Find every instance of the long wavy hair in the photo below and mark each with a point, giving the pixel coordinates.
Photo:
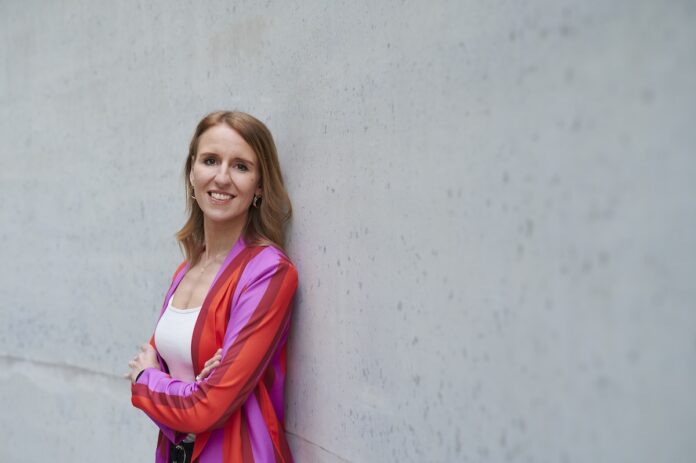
(265, 223)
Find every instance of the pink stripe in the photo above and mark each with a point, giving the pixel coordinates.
(212, 452)
(238, 318)
(261, 444)
(276, 391)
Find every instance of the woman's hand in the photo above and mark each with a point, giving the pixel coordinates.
(211, 364)
(146, 358)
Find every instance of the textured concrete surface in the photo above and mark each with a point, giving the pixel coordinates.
(495, 222)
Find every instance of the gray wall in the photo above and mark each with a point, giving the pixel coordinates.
(495, 223)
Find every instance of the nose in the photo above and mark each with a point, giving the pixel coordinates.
(222, 176)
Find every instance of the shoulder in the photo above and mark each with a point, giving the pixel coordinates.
(179, 269)
(269, 260)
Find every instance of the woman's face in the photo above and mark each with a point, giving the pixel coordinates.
(225, 175)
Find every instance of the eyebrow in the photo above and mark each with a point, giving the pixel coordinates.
(234, 158)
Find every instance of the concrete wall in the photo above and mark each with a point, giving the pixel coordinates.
(495, 222)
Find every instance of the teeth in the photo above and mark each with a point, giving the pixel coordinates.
(220, 195)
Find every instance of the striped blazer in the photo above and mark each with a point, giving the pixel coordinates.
(237, 412)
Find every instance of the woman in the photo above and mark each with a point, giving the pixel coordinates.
(212, 375)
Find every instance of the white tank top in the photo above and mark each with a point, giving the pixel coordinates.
(173, 337)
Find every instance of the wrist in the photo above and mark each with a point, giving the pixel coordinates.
(138, 375)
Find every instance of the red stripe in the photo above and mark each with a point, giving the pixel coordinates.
(272, 294)
(237, 265)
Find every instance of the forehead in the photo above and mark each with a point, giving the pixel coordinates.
(223, 140)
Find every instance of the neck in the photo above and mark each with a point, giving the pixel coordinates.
(220, 237)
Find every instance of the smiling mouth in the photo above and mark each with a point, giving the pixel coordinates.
(219, 196)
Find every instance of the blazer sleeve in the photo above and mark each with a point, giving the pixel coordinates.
(264, 306)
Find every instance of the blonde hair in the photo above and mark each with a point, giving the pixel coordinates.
(265, 223)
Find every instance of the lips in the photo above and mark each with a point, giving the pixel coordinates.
(220, 197)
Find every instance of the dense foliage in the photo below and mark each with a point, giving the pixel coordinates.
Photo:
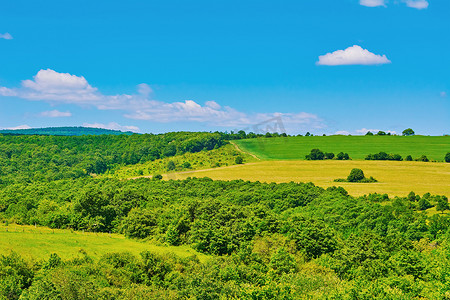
(46, 158)
(267, 240)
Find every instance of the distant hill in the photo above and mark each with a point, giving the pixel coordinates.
(64, 131)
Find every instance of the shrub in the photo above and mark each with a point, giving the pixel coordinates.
(171, 166)
(342, 156)
(329, 155)
(423, 158)
(356, 175)
(315, 154)
(157, 177)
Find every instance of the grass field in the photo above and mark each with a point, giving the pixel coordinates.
(224, 156)
(40, 242)
(396, 178)
(434, 147)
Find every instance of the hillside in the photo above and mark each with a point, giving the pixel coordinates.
(434, 147)
(65, 131)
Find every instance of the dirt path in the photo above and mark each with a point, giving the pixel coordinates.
(240, 150)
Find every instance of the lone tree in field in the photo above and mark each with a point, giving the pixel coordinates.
(355, 175)
(408, 132)
(447, 157)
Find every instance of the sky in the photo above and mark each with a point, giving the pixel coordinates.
(323, 66)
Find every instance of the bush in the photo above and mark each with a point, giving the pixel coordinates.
(329, 155)
(171, 166)
(356, 175)
(342, 156)
(423, 158)
(157, 177)
(315, 154)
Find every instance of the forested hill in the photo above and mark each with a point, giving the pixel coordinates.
(66, 131)
(46, 158)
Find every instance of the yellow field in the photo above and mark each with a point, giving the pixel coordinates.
(396, 178)
(40, 242)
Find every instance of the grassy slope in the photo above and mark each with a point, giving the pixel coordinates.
(395, 178)
(40, 242)
(435, 147)
(224, 156)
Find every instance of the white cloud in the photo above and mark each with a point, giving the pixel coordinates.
(56, 114)
(18, 127)
(418, 4)
(374, 131)
(112, 126)
(373, 3)
(354, 55)
(342, 132)
(56, 88)
(6, 36)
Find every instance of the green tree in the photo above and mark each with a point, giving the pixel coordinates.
(171, 165)
(447, 157)
(408, 132)
(355, 175)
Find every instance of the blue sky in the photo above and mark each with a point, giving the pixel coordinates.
(325, 66)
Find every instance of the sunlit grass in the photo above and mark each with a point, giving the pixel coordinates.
(394, 178)
(39, 242)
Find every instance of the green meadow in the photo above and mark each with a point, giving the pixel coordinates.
(434, 147)
(39, 242)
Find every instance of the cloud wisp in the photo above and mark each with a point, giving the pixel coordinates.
(417, 4)
(55, 114)
(6, 36)
(372, 3)
(64, 88)
(354, 55)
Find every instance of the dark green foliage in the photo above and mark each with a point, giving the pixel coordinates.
(46, 158)
(408, 132)
(355, 175)
(171, 165)
(329, 155)
(442, 204)
(342, 156)
(157, 177)
(315, 154)
(423, 158)
(384, 156)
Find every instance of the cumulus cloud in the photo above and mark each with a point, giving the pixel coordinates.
(374, 131)
(372, 3)
(56, 88)
(6, 36)
(112, 126)
(18, 127)
(55, 114)
(354, 55)
(342, 132)
(418, 4)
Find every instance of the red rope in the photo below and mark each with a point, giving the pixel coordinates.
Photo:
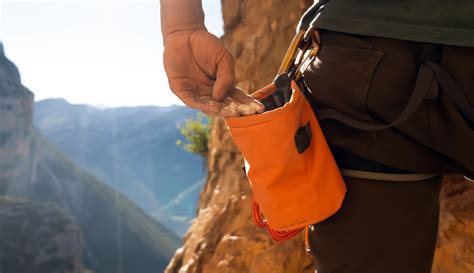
(276, 235)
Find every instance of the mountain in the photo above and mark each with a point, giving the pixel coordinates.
(118, 236)
(132, 149)
(41, 233)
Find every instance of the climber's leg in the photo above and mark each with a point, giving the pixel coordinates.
(388, 227)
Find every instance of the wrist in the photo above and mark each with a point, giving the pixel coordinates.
(180, 16)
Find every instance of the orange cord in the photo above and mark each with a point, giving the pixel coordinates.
(276, 235)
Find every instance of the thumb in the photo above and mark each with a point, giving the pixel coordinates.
(225, 76)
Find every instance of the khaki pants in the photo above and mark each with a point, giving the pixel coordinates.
(388, 226)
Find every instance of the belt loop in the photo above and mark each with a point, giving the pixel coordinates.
(429, 53)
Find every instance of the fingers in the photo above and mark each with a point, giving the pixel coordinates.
(205, 104)
(249, 104)
(225, 76)
(264, 92)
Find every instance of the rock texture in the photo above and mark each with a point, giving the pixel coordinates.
(38, 237)
(223, 238)
(455, 250)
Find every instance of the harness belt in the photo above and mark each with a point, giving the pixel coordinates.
(395, 177)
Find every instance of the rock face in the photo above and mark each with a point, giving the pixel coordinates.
(455, 250)
(223, 238)
(38, 237)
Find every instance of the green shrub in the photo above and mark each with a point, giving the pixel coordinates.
(196, 132)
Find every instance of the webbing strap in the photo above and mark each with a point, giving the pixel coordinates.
(428, 73)
(387, 176)
(420, 92)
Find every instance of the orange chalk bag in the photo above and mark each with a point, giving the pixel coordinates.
(293, 175)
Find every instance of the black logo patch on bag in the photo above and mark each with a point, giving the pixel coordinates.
(303, 138)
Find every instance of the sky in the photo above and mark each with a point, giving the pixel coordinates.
(97, 52)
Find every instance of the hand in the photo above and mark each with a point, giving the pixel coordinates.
(201, 73)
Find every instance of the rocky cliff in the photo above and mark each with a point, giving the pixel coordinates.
(223, 238)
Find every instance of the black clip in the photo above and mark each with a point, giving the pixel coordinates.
(303, 138)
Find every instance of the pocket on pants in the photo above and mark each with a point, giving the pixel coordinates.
(339, 79)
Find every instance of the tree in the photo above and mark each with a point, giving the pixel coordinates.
(196, 131)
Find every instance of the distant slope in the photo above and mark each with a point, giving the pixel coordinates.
(119, 237)
(132, 149)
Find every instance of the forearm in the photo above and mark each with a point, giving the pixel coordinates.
(181, 15)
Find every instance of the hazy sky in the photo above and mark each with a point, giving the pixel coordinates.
(100, 52)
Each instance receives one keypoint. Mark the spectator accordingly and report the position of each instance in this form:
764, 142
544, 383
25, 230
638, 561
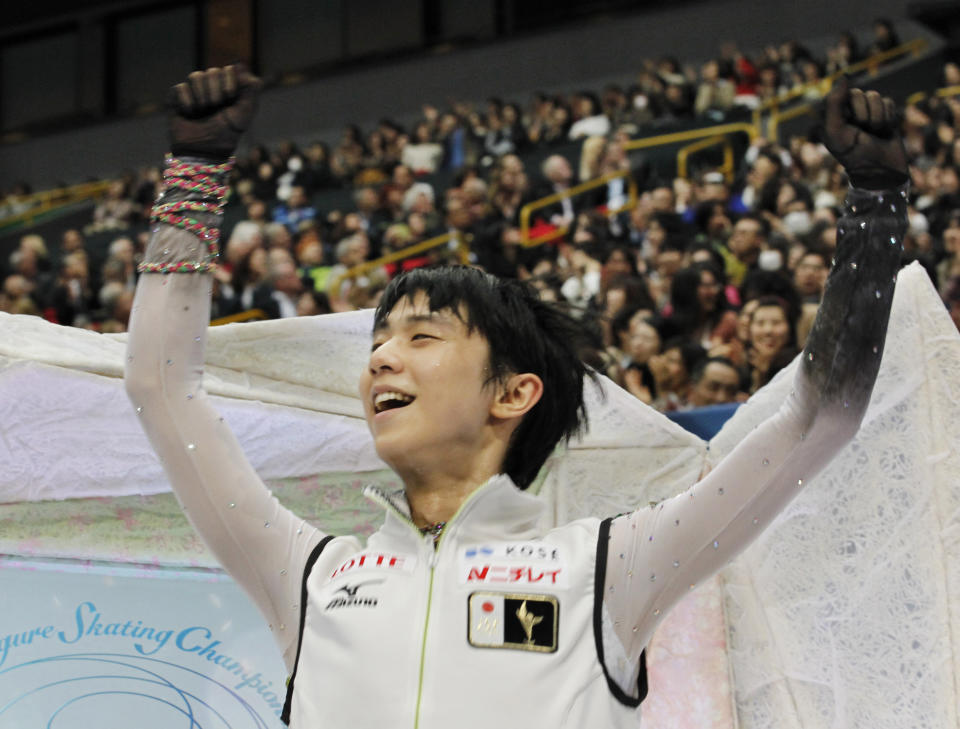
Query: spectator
588, 118
670, 371
714, 381
296, 211
715, 93
772, 342
747, 239
423, 155
699, 309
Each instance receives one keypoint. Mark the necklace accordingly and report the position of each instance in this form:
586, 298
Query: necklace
433, 530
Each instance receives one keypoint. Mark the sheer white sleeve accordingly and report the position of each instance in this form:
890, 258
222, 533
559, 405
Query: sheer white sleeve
261, 544
657, 554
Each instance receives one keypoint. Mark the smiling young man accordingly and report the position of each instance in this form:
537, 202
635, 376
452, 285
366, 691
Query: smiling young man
468, 607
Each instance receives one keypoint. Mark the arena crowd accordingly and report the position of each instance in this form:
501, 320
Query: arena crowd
697, 295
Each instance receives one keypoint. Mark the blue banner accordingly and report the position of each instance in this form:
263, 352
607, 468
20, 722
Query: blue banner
117, 647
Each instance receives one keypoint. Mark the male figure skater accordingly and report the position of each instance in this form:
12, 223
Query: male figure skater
464, 609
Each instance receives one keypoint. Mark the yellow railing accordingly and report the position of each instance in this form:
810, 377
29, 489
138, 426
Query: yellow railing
43, 202
691, 134
461, 244
773, 123
943, 93
249, 315
822, 86
727, 168
574, 191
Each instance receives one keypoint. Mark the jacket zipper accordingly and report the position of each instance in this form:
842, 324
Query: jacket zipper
387, 502
434, 557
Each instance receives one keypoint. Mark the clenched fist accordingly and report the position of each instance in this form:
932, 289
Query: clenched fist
211, 109
861, 130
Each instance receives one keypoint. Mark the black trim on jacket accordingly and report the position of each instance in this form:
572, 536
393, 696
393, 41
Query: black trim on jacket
599, 577
311, 560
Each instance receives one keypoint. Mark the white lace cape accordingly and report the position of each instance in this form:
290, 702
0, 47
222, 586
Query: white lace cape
842, 614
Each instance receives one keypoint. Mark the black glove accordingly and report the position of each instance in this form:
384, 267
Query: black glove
211, 109
861, 129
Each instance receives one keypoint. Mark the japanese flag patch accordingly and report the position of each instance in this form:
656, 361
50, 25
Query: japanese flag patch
515, 621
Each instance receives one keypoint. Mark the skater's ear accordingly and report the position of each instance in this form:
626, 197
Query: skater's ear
517, 396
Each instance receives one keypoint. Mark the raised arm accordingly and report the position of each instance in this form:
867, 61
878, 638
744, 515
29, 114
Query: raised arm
657, 554
261, 544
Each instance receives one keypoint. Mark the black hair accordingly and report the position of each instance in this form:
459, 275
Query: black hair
525, 334
690, 352
688, 314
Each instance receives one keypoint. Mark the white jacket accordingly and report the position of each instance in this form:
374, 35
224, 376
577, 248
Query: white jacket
501, 610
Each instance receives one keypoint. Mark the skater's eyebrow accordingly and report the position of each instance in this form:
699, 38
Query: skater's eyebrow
434, 317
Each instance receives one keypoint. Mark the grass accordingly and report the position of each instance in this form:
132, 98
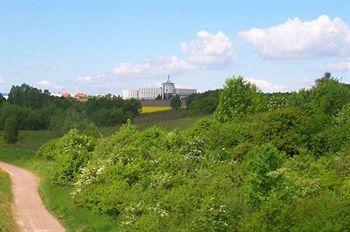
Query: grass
7, 220
56, 198
152, 109
30, 140
168, 120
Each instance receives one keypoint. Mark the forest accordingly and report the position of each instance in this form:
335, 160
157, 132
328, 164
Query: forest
261, 162
33, 109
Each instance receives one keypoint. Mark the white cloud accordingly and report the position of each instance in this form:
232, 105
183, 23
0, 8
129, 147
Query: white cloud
266, 85
209, 49
91, 80
296, 39
206, 51
160, 66
338, 66
48, 85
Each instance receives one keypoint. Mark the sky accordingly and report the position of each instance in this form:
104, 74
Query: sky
107, 46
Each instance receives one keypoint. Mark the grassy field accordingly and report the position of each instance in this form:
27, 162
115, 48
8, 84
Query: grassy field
7, 221
30, 140
57, 199
169, 120
152, 109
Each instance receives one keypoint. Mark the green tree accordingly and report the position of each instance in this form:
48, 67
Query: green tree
175, 102
237, 98
11, 130
260, 183
2, 99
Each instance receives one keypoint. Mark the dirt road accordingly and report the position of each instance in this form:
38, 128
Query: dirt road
30, 212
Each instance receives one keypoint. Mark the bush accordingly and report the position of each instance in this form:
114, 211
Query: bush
11, 130
175, 102
71, 153
237, 99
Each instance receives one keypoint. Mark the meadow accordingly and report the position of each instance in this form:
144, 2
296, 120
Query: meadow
261, 162
152, 109
58, 198
7, 221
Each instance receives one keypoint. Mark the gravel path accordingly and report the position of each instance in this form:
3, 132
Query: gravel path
30, 212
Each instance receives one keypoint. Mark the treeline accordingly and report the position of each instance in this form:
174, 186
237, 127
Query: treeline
263, 163
34, 109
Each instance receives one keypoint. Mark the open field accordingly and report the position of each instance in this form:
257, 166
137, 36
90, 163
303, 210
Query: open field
30, 140
152, 109
57, 199
7, 221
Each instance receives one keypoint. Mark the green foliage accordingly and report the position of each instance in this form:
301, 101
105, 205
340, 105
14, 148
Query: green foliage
37, 110
175, 102
71, 153
237, 99
260, 183
203, 103
7, 219
11, 130
2, 99
267, 162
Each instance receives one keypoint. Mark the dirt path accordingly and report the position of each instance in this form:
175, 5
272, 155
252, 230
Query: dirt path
31, 214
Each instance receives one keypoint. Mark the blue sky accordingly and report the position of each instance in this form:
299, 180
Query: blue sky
107, 46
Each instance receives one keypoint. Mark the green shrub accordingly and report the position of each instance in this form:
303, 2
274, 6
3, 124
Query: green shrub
11, 130
71, 153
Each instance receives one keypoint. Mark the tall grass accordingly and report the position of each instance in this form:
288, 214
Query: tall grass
7, 220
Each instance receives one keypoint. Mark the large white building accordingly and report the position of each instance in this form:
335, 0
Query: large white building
165, 92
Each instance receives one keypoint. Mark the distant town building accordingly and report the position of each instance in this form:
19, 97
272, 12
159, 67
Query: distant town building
80, 96
65, 95
165, 92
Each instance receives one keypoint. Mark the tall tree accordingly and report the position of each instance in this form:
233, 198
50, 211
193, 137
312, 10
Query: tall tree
175, 102
11, 130
238, 98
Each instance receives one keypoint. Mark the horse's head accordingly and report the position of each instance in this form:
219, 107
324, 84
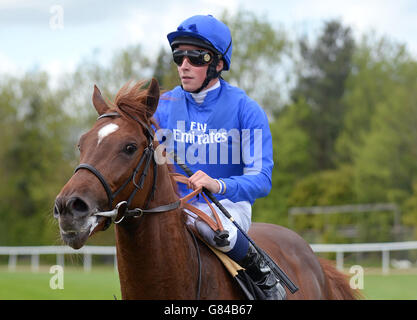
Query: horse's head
110, 156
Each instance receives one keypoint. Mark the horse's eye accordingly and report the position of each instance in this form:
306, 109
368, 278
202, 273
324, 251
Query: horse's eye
130, 149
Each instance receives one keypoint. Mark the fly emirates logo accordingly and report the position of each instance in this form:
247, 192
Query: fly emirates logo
201, 145
197, 134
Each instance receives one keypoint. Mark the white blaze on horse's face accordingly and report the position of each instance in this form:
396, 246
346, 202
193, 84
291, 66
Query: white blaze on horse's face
106, 130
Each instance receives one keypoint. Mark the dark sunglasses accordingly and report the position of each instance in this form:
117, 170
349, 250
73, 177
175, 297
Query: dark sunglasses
196, 57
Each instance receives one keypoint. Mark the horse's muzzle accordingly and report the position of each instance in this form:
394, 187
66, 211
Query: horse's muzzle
76, 220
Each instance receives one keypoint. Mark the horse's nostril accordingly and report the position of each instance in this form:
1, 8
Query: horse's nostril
79, 205
56, 211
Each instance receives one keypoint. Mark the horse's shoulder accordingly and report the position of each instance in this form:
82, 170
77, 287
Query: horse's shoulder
267, 234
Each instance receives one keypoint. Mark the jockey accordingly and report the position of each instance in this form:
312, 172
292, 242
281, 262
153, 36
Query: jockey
222, 135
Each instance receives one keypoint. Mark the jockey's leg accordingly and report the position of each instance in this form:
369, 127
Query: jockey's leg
239, 248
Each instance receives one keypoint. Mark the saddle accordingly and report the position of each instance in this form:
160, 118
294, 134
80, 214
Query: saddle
249, 288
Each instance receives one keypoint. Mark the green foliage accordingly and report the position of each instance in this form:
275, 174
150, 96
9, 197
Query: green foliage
347, 134
322, 75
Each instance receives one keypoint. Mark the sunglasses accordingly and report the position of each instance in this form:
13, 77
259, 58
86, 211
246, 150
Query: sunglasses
196, 57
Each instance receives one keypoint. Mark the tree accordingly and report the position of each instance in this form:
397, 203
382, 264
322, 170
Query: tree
322, 74
31, 164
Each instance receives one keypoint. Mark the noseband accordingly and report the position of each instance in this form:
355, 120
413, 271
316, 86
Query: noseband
146, 159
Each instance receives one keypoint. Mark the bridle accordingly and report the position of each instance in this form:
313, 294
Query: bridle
147, 158
122, 208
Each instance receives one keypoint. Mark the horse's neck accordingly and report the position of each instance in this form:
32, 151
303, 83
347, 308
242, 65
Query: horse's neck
154, 251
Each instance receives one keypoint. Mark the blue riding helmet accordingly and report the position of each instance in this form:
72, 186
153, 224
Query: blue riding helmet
206, 32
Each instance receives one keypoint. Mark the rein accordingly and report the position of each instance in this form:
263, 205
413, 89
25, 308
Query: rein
122, 208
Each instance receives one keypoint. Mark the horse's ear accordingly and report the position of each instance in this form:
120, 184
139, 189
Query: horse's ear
152, 98
98, 102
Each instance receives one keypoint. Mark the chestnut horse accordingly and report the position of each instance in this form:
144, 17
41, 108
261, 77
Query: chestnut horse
157, 257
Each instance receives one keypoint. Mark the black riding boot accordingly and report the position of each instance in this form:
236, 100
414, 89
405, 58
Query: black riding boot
258, 270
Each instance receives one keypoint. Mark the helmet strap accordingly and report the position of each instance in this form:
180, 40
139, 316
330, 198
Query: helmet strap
212, 73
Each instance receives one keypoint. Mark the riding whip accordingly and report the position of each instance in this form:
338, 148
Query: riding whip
274, 267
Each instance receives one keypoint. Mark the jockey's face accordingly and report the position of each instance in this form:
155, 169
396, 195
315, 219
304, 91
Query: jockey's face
192, 77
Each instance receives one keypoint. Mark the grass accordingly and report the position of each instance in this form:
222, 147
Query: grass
401, 286
103, 284
100, 284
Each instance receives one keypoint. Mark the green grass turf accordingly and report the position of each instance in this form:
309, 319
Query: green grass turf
102, 283
390, 287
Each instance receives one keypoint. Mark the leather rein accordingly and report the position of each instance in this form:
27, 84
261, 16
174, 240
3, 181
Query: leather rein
122, 208
148, 157
146, 160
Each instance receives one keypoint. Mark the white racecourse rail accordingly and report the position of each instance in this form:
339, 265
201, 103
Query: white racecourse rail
88, 251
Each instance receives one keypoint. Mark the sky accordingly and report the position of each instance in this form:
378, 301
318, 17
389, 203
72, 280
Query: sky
56, 35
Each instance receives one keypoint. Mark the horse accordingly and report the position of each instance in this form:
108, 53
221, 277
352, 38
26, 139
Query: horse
157, 255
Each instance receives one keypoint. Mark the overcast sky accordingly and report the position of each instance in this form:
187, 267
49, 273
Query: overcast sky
54, 35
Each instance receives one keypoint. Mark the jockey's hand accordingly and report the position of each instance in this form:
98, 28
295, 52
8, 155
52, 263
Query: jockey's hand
201, 179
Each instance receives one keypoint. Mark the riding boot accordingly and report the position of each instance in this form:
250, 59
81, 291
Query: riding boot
259, 271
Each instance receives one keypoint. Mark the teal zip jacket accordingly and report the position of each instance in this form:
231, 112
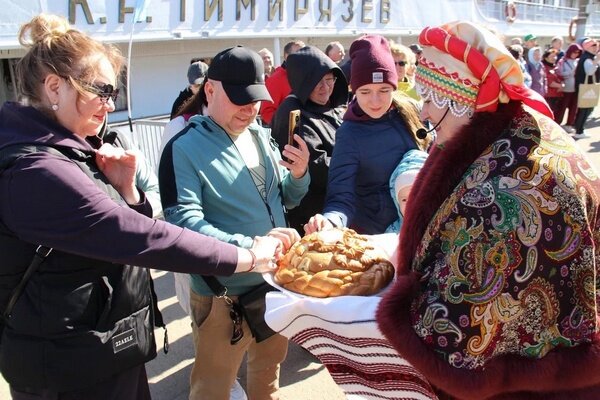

Instructions to follow:
Could you state how many lines in the entries contain the word "below"? Reply with nothing but the number.

Task output:
3